▸ What is needed: Extend the figure captions on Wnt agonists and chemical-induced cleft palate, starting right after their last sentence.

▸ Exercise passage:
Restoration of chemical-induced cleft palate by Wnt agonists. (A) Experimental time course. m.c.: medium change. (B–K) Fluorescence images of the palate at 96 hpf. (B,C) WAF (30 μM) exposure induced cleft palate. (D–F) The cleft palate was rescued by combinatorial treatment with BIO (100 nM), CHIR99021 (300 nM) or WAY-262611 (250 nM). (G,H) VPA (20 μM) exposure induced cleft palate. (I–K) The cleft palate caused by VPA was rescued by combinatorial treatment with BIO (100 nM), CHIR99021 (300 nM) or WAY-262611 (250 nM). White indicates nuclei stained with DAPI. Yellow dotted lines trace the shape of the anterior edge of the plate. (L,M) Frequency of rescued cleft palate. n = 18 (Control), 11 (WAF), 12 (WAF + BIO), 9 (WAF + CHIR), 10 (WAF + WAY) in (L), n = 19 (Control), 18 (VPA), 15 (VPA + BIO), 18 (VPA + CHIR),15 (VPA + WAY) in (M). Scale bar: 50 μm.

FIGURE 5

Cell proliferation in the palate was restored by combinatorial treatment with the teratogen and Wnt agonists. (A) Immunofluorescence images of proliferative cells of the plate at 96 hpf. Experimental time course is the same as in Figure 4A. WAF (30 μM) exposure induced cleft palate and decreased the number of pH3-positive cells in the palate. The number of pH3-positive cells was restored by combinatorial treatment with BIO (100 nM), CHIR99021 (300 nM) or WAY-262611 (250 nM). Green indicates cartilage cells double stained with anti-coll2 antibody and lectin PNA. White dotted lines trace the shape of the palate. Magenta indicates proliferative cells stained with anti-pH3 antibody. (B) Quantification of the number of pH3-positive cells in the palate. Numerical value was normalized to 10⁴ μm². (C) VPA (20 μM) exposure induced cleft palate and the number of pH3-positive cells was decreased. The number of pH3-positive cells was restored by combinatorial treatment with BIO (100 nM), CHIR99021 (300 nM) or WAY-262611 (250 nM). (D) Quantification of the number of pH3-positive cells in the palate. Numerical value was normalized to 10⁴ μm². n = 12 (Control), 15 (WAF), 12 (WAF + BIO), 16 (WAF + CHIR), 15 (WAF + WAY) in (B), n = 12 (Control), 14 (VPA), 14 (VPA + BIO), 12 (VPA + CHIR), 13 (VPA + WAY) in (D), *P < 0.05, **P < 0.01, ***P < 0.001 (one-way ANOVA followed by Dunnett’s multiple comparison test). Scale bar: 50 μm.

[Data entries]
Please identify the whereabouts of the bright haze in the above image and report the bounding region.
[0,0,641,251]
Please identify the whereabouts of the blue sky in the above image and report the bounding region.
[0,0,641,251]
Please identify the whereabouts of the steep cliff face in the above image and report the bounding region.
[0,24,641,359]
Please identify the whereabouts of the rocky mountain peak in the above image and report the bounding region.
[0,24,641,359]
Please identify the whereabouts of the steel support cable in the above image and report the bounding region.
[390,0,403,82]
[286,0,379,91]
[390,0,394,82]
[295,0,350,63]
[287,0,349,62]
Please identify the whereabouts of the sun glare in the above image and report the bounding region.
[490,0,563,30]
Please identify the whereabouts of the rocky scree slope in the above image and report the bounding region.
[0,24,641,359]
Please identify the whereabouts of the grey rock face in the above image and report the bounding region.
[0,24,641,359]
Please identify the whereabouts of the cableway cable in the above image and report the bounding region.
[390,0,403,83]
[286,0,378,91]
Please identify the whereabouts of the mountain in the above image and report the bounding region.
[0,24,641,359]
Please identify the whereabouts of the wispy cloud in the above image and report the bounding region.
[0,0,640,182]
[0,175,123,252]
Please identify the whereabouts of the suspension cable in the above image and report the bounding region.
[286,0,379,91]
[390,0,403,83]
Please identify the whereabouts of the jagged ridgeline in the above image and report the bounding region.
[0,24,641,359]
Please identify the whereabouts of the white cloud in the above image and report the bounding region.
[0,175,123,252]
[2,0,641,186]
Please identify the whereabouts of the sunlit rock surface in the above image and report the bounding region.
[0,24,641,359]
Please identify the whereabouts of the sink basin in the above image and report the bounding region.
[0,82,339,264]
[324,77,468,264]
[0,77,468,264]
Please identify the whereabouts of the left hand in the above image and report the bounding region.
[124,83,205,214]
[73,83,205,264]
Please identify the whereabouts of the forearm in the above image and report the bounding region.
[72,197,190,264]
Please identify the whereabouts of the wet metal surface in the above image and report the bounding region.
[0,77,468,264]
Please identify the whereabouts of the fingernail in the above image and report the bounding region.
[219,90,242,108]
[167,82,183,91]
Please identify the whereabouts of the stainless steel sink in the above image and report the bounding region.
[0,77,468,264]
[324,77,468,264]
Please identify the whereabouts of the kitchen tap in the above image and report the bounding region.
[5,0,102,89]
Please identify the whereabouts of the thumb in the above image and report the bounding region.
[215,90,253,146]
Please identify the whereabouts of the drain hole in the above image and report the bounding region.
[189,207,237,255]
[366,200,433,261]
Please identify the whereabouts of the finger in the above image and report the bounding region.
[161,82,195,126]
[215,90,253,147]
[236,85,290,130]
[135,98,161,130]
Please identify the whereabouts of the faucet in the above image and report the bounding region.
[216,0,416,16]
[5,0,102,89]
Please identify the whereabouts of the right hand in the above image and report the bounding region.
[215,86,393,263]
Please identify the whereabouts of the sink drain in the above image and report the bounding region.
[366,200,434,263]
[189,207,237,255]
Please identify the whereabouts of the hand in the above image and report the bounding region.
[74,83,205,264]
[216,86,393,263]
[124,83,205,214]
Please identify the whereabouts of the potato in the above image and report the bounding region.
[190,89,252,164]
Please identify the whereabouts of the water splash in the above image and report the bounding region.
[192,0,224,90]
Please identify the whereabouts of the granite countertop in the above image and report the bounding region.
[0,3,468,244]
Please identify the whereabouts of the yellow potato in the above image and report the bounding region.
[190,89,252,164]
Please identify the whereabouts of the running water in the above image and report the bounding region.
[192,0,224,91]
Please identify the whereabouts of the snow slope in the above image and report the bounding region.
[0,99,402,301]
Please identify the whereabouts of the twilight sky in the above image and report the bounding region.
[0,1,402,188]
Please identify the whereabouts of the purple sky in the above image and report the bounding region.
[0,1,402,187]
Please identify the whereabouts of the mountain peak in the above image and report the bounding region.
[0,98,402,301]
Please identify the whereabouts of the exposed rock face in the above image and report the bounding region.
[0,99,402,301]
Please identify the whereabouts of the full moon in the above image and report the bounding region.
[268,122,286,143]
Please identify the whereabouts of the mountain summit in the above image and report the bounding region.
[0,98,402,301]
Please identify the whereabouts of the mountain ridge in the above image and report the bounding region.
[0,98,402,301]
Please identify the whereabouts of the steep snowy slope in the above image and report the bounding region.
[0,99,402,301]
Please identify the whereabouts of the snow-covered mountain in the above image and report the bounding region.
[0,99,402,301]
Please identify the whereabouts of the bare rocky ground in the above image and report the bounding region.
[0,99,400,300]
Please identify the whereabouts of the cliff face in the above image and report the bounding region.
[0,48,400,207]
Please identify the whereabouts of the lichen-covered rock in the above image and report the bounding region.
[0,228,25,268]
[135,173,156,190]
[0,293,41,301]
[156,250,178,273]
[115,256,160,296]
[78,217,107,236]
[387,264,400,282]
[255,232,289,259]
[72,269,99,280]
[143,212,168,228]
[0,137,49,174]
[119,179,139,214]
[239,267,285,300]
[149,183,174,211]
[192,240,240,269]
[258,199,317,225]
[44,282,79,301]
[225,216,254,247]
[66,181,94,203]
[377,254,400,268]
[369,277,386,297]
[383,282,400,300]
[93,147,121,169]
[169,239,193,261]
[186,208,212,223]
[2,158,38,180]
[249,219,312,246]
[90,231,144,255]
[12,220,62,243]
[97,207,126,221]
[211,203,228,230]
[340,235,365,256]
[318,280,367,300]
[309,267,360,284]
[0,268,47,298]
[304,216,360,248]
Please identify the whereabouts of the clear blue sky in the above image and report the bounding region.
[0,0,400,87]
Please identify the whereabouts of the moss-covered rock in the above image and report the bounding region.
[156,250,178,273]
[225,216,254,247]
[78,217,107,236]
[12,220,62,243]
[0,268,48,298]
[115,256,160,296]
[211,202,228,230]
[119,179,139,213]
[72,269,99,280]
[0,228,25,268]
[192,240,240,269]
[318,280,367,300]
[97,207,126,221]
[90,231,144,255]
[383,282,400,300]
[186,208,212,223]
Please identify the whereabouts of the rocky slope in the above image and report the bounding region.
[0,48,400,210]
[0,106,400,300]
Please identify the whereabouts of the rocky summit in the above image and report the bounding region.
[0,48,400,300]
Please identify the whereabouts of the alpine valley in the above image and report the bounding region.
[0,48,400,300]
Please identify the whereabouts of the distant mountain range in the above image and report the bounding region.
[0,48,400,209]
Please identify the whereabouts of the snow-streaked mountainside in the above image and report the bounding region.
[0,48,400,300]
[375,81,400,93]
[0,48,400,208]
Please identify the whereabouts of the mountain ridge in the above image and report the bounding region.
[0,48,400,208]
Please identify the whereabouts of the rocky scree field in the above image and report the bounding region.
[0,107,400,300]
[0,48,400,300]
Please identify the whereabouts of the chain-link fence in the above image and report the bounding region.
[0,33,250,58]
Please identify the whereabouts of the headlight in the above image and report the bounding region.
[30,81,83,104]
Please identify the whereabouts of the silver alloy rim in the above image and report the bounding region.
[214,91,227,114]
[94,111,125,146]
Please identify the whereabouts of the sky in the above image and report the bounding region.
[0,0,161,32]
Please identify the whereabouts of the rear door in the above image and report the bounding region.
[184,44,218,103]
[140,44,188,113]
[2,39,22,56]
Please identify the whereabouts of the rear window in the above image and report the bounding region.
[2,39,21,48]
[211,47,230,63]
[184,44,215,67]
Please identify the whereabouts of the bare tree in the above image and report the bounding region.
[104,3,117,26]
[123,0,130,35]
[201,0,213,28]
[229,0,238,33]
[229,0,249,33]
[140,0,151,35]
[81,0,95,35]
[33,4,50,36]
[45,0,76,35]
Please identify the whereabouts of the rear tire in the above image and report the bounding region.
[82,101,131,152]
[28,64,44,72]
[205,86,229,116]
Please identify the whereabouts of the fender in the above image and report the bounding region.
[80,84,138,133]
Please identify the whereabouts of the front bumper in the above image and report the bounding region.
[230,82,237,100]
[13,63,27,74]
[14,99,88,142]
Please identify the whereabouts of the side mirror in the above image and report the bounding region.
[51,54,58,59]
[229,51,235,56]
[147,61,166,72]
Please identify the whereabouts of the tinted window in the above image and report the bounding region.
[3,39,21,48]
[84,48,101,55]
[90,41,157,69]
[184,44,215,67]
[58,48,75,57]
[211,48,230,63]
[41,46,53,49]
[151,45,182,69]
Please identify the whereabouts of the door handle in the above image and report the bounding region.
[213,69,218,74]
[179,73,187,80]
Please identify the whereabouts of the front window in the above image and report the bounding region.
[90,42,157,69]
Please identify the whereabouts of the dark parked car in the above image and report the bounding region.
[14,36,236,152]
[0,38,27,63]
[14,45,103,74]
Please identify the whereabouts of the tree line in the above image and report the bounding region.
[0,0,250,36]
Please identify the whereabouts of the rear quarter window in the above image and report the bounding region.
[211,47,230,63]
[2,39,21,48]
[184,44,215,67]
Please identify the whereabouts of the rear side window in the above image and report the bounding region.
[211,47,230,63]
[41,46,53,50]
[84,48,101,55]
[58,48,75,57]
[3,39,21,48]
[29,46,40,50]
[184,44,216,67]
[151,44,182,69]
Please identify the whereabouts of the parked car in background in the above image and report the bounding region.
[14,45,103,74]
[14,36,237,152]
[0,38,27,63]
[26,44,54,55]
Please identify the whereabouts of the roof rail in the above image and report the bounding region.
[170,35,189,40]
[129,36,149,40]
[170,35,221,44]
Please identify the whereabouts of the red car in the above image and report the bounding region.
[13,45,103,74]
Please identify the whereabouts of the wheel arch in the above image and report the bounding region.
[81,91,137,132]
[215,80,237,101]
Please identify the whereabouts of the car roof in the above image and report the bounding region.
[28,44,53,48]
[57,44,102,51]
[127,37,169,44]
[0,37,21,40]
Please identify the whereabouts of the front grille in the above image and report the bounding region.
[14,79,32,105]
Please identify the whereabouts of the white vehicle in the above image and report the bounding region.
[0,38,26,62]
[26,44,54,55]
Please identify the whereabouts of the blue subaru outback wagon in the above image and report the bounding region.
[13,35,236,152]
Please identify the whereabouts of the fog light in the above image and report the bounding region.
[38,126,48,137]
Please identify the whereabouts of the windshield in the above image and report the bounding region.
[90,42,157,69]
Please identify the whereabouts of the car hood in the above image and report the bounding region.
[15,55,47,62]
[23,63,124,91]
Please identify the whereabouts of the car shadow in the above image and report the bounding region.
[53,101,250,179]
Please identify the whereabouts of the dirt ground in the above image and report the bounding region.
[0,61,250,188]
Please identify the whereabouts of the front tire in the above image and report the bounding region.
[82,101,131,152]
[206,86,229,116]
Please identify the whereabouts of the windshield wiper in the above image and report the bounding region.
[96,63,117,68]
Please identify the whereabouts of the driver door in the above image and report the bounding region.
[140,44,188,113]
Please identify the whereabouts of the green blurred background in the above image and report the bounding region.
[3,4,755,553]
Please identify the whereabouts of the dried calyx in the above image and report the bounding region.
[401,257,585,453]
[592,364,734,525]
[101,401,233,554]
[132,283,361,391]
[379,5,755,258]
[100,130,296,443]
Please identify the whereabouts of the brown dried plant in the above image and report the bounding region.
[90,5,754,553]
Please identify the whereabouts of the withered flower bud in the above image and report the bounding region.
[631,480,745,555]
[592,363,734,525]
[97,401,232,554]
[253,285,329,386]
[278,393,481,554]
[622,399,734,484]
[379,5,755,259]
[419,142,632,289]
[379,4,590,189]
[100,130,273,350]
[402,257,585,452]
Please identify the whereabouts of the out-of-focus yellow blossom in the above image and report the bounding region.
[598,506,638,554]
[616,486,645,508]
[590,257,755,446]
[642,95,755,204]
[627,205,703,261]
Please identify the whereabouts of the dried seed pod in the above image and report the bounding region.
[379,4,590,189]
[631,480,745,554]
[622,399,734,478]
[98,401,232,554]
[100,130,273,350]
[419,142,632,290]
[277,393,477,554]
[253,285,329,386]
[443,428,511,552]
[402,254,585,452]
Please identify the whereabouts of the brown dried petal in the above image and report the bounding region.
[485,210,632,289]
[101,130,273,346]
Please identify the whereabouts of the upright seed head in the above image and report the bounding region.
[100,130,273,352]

▸ Answer for this exercise:
FIGURE 6

Apoptosis level was restored by combinatorial treatment with teratogen and Wnt agonists. (A) Immunofluorescence images of apoptotic cells in the palate at 96 hpf. Experimental time course is the same as in Figure 4A. WAF (30 μM) exposure induced cleft palate and increased the number of active Cas3-positive cells in the palate. The number of active Cas3-positive cells was restored to normal by combinatorial treatment with BIO (100 nM), CHIR99021 (300 nM) or WAY-262611 (250 nM). White indicates cartilage cells double stained with anti-coll2 antibody and lectin PNA. Green dotted lines trace the shape of the palate. Yellow indicates apoptotic cells stained with anti-caspase3 antibody. (B) Quantification of the number of active Cas3-positive cells in the palate. Numerical value is normalized to 10⁴ μm². (C) VPA (20 μM) exposure induced cleft palate and increased the number of active Cas3-positive cells. The number of active Cas3-positive cells was restored to normal by combinatorial treatment with BIO (100 nM), CHIR99021 (300 nM) or WAY-262611 (250 nM). (D) Quantification of the number of active Cas3-positive cells in the palate. Numerical value is normalized to 10⁴ μm². n = 15 (Control), 15 (WAF), 14 (WAF + BIO), 14 (WAF + CHIR), 14 (WAF + WAY) in (B), n = 15 (Control), 15 (VPA), 14 (VPA + BIO), 13 (VPA + CHIR), 11 (VPA + WAY) in (D), *P < 0.05, **P < 0.01, ***P < 0.001 (one-way ANOVA followed by Dunnett’s multiple comparison test). Scale bar, 50 μm.

FIGURE 7

Summary of chemical-induced cleft palate. (A) Teratogen induces cleft palate by inhibition of the canonical Wnt signaling pathway. This defect is characterized by decreased proliferation and increased apoptosis in the zebrafish palate. Chemical-induced cleft palate is prevented by Wnt agonist treatment. (B) Application of a zebrafish model for suppressor screening as well as teratogenicity assay for chemicals.